**課題:**
タリス・スコラーズを紹介するこの抜粋では、タリス・スコラーズはどのような編成の合唱団だとされていますか。

新しいもの(前衛音楽)を全否定するのが愚かしいように、古いもの(古典派クラシック)を全否定するのも愚かしいことだと思います。今の現代クラシック音楽作曲界は、後者の罠(古典派全否定)に入ってしまっており、残念に思います。

前ふりが長くなりました。僕は古楽大好きなので、今回はヒリヤード・アンサンブルに並ぶ古楽合唱の最高峰、タリス・スコラーズ(The Tallis Scholars)の音楽アルバムについてご紹介させて頂こうと思います。

タリス・スコラーズの名盤と言えば、「Allegri: Miserere」(アレグリ「ミゼレーレ」が有名ですが、このアルバムが現在、謎なことに、amazonで900円台です。驚異的な安さです。安いってレベルジャネーゾって感じの超絶な安さです。円高の影響を考えても安すぎます。数年前の値段が国内版が3000円前後、輸入盤で3000円前後、現在は円高の影響を受けて安くなっておりますがそれでもHMVで輸入盤が1900円台です。なんでこんな安いのか謎です。amazon.comでも15ドルしてるので、amazon.comよりも安いです。amazon.co.jpの輸入盤音楽アルバムはときどき驚異的な値引きを行うので(倉庫から在庫を一掃するときとか、驚異的に安くなるのかなと推測しています)とてつもなくお買い得です。三日前ぐらいに見たときは在庫ありになってましたが、現在見ましたら、残り2点になっていて、売れているようなので、本アルバムを持っておらず、間違いなく世界最高峰クラスの美しい宗教古楽合唱曲が聴きたいお方々はよろしければぜひお早めの購入を心からお勧め致します。
Allegri: Miserere
Allegri: Miserere

古楽合唱においては、タリス・スコラーズとヒリヤード・アンサンブルが双璧を為す世界最高峰の合唱団です。僕はヒリヤード・アンサンブルも好きですが、タリス・スコラーズが一番好きです。男性の声が強調されているヒリヤード・アンサンブル(ヒリヤードは男性合唱団)に比べると、男女の混声合唱団にであるタリス・スコラーズは、綺麗に男女の声が調和していて素晴らしく美しく、ヒーリング・クラシック・ミュージックの最高峰の一つであることは間違いないと思います。以下、タリス・スコラーズがご紹介されているHPさんから引用致します。トマス・タリス生誕500年記念公演紹介ページです。

**データ内容:**
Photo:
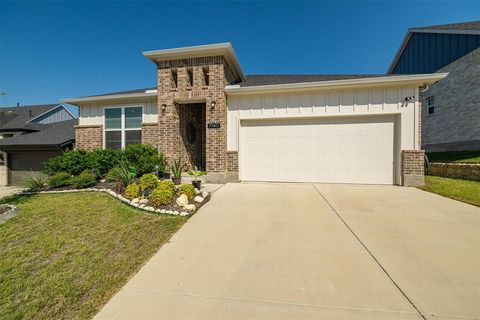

**解答:**
男女の混声合唱団です。